- WYBRANY FRAGMENT:
'''

Diagnozowania depresji bywa niezwykle trudnym zadaniem. Dziś opiera się przede wszystkim na pogłębionym wywiadzie z pacjentem. Ale nie wszyscy chorzy potrafią i chcą precyzyjnie nazwać swoje symptomy. Dlatego wiele przypadków pozostaje niezdiagnozowanych, wiele osób cierpi i nie otrzymuje odpowiedniej pomocy. Naukowcy z Uniwersytetu w Wiedniu opracowali prosty test, który pozwoli diagnozować depresję na podstawie badania krwi.
Zespół badaczy wykazał, że w diagnozowaniu depresji kluczowy jest pomiar stężenia serotoniny we krwi. W 2012 roku Eva Redei profesor psychiatrii i nauk behawioralnych na Northwestern University Feinberg School of Medicine opracowała badanie krwi, które pozwala zdiagnozować depresję u młodzieży na podstawie 26 markerów genetycznych we krwi. W oparciu o te osiągnięcie udało się stworzyć analogiczny test dla osób dorosłych.
Nowe badanie pozwoli także lepiej monitorować osoby, które są podatne na nawracające stany depresyjne. W ten sposób łatwiej będzie rozważać podawanie podtrzymującej dawki leków przeciwdepresyjnych lub kontynuację psychoterapii, co w konsekwencji zminimalizuje nawrót choroby.
Teraz badacze chcą przetestować swoje wyniki na większej próbie populacji, a także zbadać, czy testy mogą być wykorzystane do rozróżniania depresji i depresji dwubiegunowej. Wyniki badań opisano w magazynie Translational Psychiatry.

'''

- O ZADANIU:
Wyjaśnij na podstawie tekstu o diagnozowaniu depresji, dlaczego wiele przypadków tej choroby pozostaje niezdiagnozowanych. Odpowiedź zmieść w jednym do trzech zdań.

- PODANE INFORMACJE:
'''

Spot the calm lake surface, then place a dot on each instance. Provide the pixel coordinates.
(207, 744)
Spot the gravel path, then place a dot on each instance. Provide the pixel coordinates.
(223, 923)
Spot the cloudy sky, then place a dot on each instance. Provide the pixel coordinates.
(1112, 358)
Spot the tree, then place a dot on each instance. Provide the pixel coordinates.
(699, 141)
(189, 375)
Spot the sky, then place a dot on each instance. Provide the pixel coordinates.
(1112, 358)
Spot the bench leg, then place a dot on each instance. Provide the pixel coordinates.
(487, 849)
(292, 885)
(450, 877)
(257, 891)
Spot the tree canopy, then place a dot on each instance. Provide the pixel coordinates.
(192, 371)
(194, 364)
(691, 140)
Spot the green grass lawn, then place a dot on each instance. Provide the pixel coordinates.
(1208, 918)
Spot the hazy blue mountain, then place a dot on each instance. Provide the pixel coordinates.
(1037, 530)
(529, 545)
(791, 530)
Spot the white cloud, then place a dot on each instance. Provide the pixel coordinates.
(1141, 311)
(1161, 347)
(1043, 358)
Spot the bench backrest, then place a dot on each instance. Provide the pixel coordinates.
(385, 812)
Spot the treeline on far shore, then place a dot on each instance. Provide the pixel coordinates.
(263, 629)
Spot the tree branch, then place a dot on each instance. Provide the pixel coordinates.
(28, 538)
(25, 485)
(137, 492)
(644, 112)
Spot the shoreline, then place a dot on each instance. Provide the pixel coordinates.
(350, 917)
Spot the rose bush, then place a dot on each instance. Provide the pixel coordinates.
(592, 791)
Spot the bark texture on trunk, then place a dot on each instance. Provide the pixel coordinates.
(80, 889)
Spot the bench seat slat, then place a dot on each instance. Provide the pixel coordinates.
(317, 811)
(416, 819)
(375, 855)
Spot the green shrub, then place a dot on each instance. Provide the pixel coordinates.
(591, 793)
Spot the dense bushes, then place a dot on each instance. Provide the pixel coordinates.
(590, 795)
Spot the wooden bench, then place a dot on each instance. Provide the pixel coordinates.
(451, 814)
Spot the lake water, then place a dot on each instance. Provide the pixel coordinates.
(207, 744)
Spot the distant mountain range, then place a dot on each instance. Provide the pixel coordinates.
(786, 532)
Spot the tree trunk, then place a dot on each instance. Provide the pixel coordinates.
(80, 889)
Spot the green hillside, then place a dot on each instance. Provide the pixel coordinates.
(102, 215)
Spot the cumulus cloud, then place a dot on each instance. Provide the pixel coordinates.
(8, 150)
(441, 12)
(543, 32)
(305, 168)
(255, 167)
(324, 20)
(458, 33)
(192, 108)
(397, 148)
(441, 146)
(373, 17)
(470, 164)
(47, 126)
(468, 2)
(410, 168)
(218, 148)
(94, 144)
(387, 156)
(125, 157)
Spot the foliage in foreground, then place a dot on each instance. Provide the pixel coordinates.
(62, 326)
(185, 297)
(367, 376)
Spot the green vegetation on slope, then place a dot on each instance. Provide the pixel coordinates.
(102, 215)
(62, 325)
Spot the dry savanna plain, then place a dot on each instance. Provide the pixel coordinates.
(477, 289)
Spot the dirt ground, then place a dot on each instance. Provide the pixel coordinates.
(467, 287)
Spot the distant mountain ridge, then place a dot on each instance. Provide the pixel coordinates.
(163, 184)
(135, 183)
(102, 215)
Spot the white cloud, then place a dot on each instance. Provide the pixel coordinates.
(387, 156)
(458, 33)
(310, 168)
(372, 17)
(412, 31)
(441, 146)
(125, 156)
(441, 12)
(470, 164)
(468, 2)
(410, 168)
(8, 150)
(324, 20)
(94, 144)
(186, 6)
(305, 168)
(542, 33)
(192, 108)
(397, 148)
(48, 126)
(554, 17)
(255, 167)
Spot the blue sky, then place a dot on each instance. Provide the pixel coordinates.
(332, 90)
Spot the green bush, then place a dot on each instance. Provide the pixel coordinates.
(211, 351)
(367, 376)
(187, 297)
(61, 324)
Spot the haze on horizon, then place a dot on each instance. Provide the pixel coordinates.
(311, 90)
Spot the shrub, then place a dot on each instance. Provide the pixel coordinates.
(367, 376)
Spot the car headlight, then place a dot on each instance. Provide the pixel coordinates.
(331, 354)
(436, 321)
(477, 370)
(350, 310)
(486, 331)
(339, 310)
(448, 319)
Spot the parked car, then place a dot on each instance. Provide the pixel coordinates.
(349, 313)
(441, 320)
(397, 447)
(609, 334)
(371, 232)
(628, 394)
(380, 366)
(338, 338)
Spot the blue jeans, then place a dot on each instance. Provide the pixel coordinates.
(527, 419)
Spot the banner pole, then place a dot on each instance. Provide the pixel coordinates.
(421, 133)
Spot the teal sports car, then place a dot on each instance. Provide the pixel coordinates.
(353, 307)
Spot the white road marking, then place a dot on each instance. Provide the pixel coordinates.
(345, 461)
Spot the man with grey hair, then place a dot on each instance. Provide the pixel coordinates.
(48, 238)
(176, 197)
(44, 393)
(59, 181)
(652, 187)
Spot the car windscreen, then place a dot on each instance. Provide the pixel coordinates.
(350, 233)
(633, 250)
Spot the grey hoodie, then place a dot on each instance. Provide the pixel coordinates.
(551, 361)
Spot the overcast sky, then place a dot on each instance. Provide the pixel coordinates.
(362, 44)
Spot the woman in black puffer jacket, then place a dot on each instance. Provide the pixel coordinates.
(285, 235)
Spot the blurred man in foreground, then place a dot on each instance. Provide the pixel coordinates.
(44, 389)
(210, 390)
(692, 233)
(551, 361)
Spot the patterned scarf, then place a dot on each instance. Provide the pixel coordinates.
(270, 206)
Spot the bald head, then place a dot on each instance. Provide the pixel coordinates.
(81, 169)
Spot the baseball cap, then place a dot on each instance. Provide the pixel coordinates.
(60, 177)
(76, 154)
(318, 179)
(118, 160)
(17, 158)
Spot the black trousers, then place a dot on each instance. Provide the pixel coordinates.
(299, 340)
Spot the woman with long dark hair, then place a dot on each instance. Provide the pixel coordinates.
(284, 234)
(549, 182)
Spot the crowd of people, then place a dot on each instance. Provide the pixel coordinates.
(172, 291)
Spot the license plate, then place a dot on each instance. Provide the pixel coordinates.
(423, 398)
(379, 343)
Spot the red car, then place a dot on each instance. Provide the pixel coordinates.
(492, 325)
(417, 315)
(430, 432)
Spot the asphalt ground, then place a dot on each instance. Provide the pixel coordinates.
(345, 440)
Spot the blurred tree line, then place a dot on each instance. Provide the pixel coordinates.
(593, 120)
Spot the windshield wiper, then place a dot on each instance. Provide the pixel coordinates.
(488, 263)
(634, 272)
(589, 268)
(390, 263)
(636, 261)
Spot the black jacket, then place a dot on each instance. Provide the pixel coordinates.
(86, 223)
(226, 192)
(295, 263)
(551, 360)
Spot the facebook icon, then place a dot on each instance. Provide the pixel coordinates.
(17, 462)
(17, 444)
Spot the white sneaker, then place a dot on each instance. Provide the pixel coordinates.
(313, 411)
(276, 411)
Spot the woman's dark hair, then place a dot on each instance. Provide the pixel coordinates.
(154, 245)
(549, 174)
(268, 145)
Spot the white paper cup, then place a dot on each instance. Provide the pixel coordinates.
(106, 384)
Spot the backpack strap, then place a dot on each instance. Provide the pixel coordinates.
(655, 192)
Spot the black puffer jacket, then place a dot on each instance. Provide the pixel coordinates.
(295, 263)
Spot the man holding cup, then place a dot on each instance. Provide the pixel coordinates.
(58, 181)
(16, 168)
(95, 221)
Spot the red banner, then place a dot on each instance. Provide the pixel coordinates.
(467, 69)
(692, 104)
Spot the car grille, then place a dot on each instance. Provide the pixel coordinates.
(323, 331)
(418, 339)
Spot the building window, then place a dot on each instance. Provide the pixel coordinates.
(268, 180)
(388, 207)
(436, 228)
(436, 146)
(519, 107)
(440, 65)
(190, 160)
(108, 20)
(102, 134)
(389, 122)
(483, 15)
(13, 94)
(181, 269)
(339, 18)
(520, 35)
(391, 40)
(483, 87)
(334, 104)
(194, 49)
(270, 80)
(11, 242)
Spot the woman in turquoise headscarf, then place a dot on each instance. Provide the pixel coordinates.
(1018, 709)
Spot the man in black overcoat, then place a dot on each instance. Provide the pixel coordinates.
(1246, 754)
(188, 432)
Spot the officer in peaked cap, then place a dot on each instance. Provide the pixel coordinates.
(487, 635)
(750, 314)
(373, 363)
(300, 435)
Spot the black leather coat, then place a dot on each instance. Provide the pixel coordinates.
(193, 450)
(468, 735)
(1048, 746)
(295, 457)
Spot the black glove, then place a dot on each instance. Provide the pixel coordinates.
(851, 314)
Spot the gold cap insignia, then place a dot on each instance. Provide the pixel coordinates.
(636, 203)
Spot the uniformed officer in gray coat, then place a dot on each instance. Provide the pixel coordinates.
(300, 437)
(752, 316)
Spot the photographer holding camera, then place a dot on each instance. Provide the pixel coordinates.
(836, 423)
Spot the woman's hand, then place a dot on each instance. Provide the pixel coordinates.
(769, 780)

'''

- ROZWIĄZANIE ZADANIA:
Diagnozowanie depresji opiera się dziś przede wszystkim na pogłębionym wywiadzie z pacjentem. Nie wszyscy chorzy potrafią i chcą precyzyjnie nazwać swoje symptomy, dlatego wiele przypadków pozostaje niezdiagnozowanych, a wiele osób nie otrzymuje odpowiedniej pomocy.